Digital bank’s anti-money laundering controls deemed ‘inadequate’ by regulator after onboarding tens of thousands of high-risk customers despite restrictions
The Financial Conduct Authority (FCA) has fined Monzo Bank $28.5 million (£21.1m) for serious failings in its financial crime controls, following a period of rapid customer growth that significantly outpaced its compliance capabilities.
The penalty relates to breaches that occurred between October 2018 and August 2020, when the challenger bank failed to implement adequate systems for onboarding, monitoring and risk-assessing customers.
Monzo also breached a formal regulatory requirement by continuing to open accounts for high-risk customers between August 2020 and June 2022, despite restrictions imposed to prevent exactly that.
In a statement today (July 8), the FCA said Monzo’s controls were so lacking that the bank onboarded customers using “limited, and in some cases, obviously implausible information – such as customers using well known London landmarks as an address”monzo-bank-limited.
“Banks are a vital line of defence in the collective fight against financial crime,” said Therese Chambers, joint executive director of enforcement and market oversight at the FCA.
“They must have the systems in place to prevent the flow of ill-gotten gains into the financial system. Monzo fell far short of what we, and society, expect.”

→ **GIVEN TASK**: How much did the FCA fine Monzo Bank, according to the article? The material after this article is separate from it.

→ **RAW DATA**:
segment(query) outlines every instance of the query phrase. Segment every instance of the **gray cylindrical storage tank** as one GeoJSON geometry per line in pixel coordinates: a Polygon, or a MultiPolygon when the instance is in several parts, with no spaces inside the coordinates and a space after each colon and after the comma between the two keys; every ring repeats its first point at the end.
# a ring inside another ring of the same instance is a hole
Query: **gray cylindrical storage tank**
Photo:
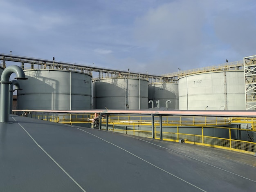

→ **RESPONSE TO THE EXERCISE**: $28.5 million (£21.1m).